* **Request**
Print every entry exactly as written.

* **Records to process**
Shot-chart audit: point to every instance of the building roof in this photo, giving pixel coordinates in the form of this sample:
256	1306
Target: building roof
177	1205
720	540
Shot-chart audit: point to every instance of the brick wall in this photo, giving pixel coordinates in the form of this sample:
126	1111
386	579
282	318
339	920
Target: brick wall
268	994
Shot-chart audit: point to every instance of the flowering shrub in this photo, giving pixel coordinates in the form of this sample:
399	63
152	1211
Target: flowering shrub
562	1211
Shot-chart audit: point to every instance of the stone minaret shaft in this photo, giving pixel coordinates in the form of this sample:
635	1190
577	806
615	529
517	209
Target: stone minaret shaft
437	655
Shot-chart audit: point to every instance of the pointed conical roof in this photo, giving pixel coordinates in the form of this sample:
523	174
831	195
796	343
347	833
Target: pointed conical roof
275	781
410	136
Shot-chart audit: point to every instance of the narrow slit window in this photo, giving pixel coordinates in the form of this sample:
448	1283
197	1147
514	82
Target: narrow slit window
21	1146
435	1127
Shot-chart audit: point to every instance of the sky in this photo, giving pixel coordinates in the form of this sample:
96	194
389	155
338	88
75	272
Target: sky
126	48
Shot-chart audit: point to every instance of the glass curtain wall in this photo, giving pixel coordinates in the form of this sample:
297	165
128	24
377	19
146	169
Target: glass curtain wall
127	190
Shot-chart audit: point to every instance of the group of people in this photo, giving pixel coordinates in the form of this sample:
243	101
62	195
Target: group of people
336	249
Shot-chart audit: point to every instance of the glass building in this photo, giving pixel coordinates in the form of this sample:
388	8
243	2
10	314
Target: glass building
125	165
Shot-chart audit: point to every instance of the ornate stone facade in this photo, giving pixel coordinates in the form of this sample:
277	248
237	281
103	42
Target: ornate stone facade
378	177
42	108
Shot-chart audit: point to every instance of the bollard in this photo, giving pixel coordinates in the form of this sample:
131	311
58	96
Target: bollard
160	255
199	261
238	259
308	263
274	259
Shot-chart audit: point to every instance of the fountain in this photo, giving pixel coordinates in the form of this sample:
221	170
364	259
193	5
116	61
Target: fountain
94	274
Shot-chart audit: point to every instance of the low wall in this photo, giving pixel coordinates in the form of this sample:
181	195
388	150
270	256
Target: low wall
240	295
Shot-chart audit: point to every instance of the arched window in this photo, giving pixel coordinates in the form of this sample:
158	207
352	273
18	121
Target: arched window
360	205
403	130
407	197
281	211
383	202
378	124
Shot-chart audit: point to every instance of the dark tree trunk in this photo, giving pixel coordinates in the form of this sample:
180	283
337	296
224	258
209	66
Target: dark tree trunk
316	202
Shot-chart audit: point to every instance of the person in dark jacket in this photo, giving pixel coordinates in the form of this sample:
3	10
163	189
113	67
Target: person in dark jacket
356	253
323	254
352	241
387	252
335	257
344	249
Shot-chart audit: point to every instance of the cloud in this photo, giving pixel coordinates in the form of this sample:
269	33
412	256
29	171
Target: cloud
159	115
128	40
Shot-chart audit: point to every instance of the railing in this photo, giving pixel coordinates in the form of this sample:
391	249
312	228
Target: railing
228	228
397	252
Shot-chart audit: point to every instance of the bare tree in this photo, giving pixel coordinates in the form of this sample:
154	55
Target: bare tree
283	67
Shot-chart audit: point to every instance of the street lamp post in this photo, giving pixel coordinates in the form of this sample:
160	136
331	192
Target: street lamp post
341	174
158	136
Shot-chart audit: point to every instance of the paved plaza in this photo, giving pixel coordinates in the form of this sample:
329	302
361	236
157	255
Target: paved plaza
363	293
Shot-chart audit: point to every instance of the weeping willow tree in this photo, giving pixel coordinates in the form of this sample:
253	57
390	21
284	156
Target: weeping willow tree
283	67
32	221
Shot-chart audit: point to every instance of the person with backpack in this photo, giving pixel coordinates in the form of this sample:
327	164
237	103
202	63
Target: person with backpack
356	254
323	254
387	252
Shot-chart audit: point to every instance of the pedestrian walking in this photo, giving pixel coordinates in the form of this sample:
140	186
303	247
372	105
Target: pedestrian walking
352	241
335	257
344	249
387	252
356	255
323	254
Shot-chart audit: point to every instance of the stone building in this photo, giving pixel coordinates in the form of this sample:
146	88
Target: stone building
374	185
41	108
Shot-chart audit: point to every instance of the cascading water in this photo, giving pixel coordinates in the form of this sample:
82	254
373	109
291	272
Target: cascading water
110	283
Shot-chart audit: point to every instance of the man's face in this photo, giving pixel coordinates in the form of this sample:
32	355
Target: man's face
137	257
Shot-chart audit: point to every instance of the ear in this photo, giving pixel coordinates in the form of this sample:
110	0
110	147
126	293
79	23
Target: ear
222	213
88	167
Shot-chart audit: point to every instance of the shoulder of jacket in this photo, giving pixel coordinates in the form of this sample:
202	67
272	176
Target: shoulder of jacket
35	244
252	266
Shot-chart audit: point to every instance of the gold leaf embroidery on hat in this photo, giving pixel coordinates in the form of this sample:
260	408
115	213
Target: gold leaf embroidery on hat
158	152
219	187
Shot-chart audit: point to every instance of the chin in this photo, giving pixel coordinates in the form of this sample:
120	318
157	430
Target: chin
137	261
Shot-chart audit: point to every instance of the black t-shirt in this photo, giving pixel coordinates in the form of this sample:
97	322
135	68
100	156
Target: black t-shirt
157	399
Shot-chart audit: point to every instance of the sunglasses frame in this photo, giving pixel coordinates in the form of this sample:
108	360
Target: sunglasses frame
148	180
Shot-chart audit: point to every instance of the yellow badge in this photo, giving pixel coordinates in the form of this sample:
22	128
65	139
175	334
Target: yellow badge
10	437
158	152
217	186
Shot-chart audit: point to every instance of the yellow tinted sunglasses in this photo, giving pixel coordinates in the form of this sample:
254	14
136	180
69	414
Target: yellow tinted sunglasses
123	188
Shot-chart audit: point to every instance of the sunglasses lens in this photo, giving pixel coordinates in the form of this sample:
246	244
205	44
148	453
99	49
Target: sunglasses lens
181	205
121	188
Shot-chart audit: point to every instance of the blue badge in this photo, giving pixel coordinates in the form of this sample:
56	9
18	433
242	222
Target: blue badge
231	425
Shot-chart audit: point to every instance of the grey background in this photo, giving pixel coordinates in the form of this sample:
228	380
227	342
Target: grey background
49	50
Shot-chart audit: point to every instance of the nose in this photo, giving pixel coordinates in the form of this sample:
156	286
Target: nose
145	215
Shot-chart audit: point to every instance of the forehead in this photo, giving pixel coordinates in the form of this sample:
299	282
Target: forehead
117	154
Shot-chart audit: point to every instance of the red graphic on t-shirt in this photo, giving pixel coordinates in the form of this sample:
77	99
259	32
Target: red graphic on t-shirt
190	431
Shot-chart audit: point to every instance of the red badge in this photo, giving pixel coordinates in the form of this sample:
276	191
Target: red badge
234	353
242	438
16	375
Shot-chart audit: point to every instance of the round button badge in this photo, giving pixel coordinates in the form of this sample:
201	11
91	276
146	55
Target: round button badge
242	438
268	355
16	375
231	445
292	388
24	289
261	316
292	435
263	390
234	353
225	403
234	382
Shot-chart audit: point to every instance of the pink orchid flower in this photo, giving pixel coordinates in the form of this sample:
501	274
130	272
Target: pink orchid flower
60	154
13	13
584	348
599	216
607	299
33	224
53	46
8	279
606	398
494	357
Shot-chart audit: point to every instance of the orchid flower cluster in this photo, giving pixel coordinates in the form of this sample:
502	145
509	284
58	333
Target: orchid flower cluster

* **Written solution**
Shot-chart audit: point to every instance of the building roof in this photo, giving pixel coordinates in the form of this sample:
256	1306
Target: building roof
177	1205
720	540
Shot-chart audit: point to every instance of the brick wall in this photo, giving pixel coordinates in the form of this sample:
126	1111
386	579
282	318
339	920
Target: brick wall
268	994
Shot-chart audit: point to every instance of the flowering shrub in this photo, giving pixel coordinates in the form of this sample:
399	63
152	1211
Target: flowering shrub
562	1211
Shot-chart audit: point to every instance of the stone minaret shaft in this photo, giving pixel coordinates in the form of this sample:
635	1190
577	806
615	529
517	209
Target: stone minaret shaft
437	655
Shot-chart audit: point to every instance of the pointed conical roof in this photo, giving pixel coordinates in the form of this sample:
523	174
831	195
796	343
347	833
Target: pointed conical roof
275	781
410	136
Shot-chart audit: point to every instance of the narrow slit window in this photo, giving pixel coordinates in the form of this sample:
448	1283
197	1147
514	82
Target: narrow slit window
21	1146
435	1127
Shot-chart audit: point to every instance of the sky in this photo, giving pixel coordinates in the form of this sample:
96	194
389	155
338	88
75	272
Target: sky
126	48
Shot-chart audit: point to every instance of the glass curtain wall in this photo, giving pixel coordinates in the form of this sample:
297	165
128	24
377	19
146	169
Target: glass curtain wall
127	190
Shot-chart audit: point to every instance of the group of people in this photo, giving pixel coordinates in the form of this sample:
243	101
62	195
Target: group of people
336	249
Shot-chart audit: point to every instance of the glass building in this photo, giving pixel coordinates in the form of this sample:
388	8
243	2
10	314
Target: glass building
125	165
Shot-chart audit: point to every instance of the ornate stone facade in this photo, giving pixel coordinates in the form of this sample:
277	248
237	281
103	42
Target: ornate stone facade
378	177
42	108
Shot-chart audit: point to every instance of the bollard in this photo, giving pixel coordinates in the form of this sample:
131	311
58	96
Target: bollard
160	255
199	261
238	259
308	263
274	259
Shot-chart audit: point to every instance of the fountain in this photo, giving pixel coordinates in the form of this sample:
221	170
364	259
193	5
116	61
Target: fountain
94	274
Shot-chart audit: point to every instance of the low wall in this photo, giving pixel coordinates in the form of this sample:
181	195
388	150
270	256
Target: low wall
240	295
Shot-chart audit: point to every instance of the arched window in this photo, giving pixel coordinates in the form of this sample:
158	207
352	273
18	121
Target: arched window
360	205
403	130
407	197
281	211
383	202
378	124
Shot-chart audit: point to every instance of the dark tree trunk in this photo, giving pixel coordinates in the form of this sample:
180	283
337	296
224	258
209	66
Target: dark tree trunk
316	202
Shot-chart audit: point to every instance of the person in dark jacket in this photo, giving pixel coordinates in the form of this sample:
3	10
163	189
113	67
Target: person in dark jacket
356	253
323	254
352	241
387	252
335	257
344	249
Shot-chart audit: point to every instance of the cloud in this photo, giving pixel coordinates in the form of this sample:
269	33
412	256
29	171
Target: cloud
159	115
128	40
Shot-chart audit: point to every instance of the railing in this photo, giving pixel coordinates in the form of this sample:
391	249
312	228
Target: railing
228	228
397	252
Shot-chart audit: point to every instance of the bare tree in this photo, giving pixel coordinates in the form of this sample:
154	55
Target: bare tree
283	67
Shot-chart audit: point to every instance of the street lamp post in this photo, giving pixel coordinates in the form of this sample:
160	136
331	192
Target: street lamp post
341	174
158	136
Shot-chart audit: point to every instance of the paved plaza in this photo, giving pixel coordinates in the form of this sample:
329	302
361	236
157	255
Target: paved plaza
363	293
Shot-chart audit: point to every instance of the weeping willow tree in this photo, giving pixel coordinates in the form of this sample:
253	57
390	21
284	156
Target: weeping willow tree
283	67
32	221
Shot-chart audit: point to every instance of the person with backpack in this photo, giving pixel coordinates in the form of this sample:
327	164
237	103
202	63
Target: person with backpack
356	254
323	254
387	252
Shot-chart audit: point to every instance of the pedestrian walking in this photo, giving pixel coordinates in the form of this sample:
140	186
303	247
372	105
Target: pedestrian walking
352	241
335	257
344	249
387	252
356	255
323	254
Shot-chart audit: point to every instance of the stone building in this photo, giving pixel coordinates in the form of this sample:
146	88
Target: stone building
374	185
41	108
Shot-chart audit: point to every instance of the cascading water in this photo, giving pixel coordinates in the form of this sample:
82	254
373	109
291	272
Target: cascading water
110	283
Shot-chart audit: point to every instance of the man's face in this photo, giving pixel coordinates in the form of this sample:
32	355
Target: man's face
137	257
Shot-chart audit: point to every instance of the ear in this photo, giving pixel coordinates in the form of this sample:
110	0
110	147
126	293
79	23
Target: ear
222	213
88	167
Shot-chart audit: point to every instance of the shoulder of jacket in this photo, giving pixel coordinates in the form of this sample:
202	67
272	176
Target: shoulder of jacket
35	244
252	266
Shot-chart audit: point to every instance of the gold leaf embroidery on hat in this photo, giving pixel coordinates in the form of this sample:
260	408
115	213
Target: gold leaf embroidery on hat
158	152
219	187
Shot-chart audit: point to every instance of the chin in this photo, giving pixel coordinates in the form of this sample:
120	318
157	430
Target: chin
137	261
Shot-chart audit: point to every instance of the black t-shirt in this photo, giving pixel coordinates in the form of this sample:
97	322
135	68
100	156
Target: black t-shirt
157	399
Shot-chart audit: point to every instance of the sunglasses frame in this photo, giving pixel coordinates in the form of this sample:
108	360
Target: sunglasses frame
148	180
Shot-chart audit: point to every instance of the yellow badge in this photo, giving pixel coordinates in the form of this sample:
22	128
65	139
175	334
Target: yellow badge
10	437
158	152
217	186
Shot-chart audit: point to every instance of the yellow tinted sunglasses in this photo, giving pixel coordinates in the form of this sample:
254	14
136	180
69	414
Target: yellow tinted sunglasses
123	188
Shot-chart audit: point to every instance of the sunglasses lens in this photo, giving pixel coordinates in the form of this sample:
246	244
205	44
148	453
99	49
Target: sunglasses lens
181	205
121	188
Shot-chart audit: point to every instance of the blue badge in this photo, giving pixel coordinates in the form of this sample:
56	9
18	433
242	222
Target: blue badge
231	425
Shot-chart audit: point to every instance of the grey background in this photo, giving pixel coordinates in the form of this sample:
228	380
227	342
Target: grey background
49	50
Shot-chart audit: point to every instance of the nose in this photo, giving pixel coordinates in the form of this sample:
156	286
Target: nose
145	215
Shot-chart audit: point to every instance of the forehead in this photo, giving pixel coordinates in the form of this sample:
299	282
Target: forehead
117	154
Shot-chart audit: point to every instance of the red graphic on t-shirt in this photo, giving pixel coordinates in the form of this sample:
77	99
259	32
Target: red graphic on t-shirt
190	431
Shot-chart audit: point to every instance of the red badge in this photo, giving pixel coordinates in the form of this sample:
276	191
Target: red badge
234	353
242	438
16	375
Shot-chart audit: point to every instance of the round button badge in this photo, giving pixel coordinates in the form of this sample:
201	11
91	276
146	55
Target: round button badge
242	438
268	355
16	375
231	445
292	388
24	289
261	316
292	435
263	390
234	353
225	403
234	382
Shot-chart audit: point to every instance of the pink orchid flower in this photo, giving pixel coordinates in the form of this sample:
501	274
130	272
Target: pink orchid flower
60	154
13	13
584	348
599	216
607	299
33	224
53	46
8	279
606	398
494	357
Shot-chart audit: point to every instance of the orchid flower cluster in this photo, giving pixel coordinates in the form of this sample:
502	145
509	284
58	333
Target: orchid flower cluster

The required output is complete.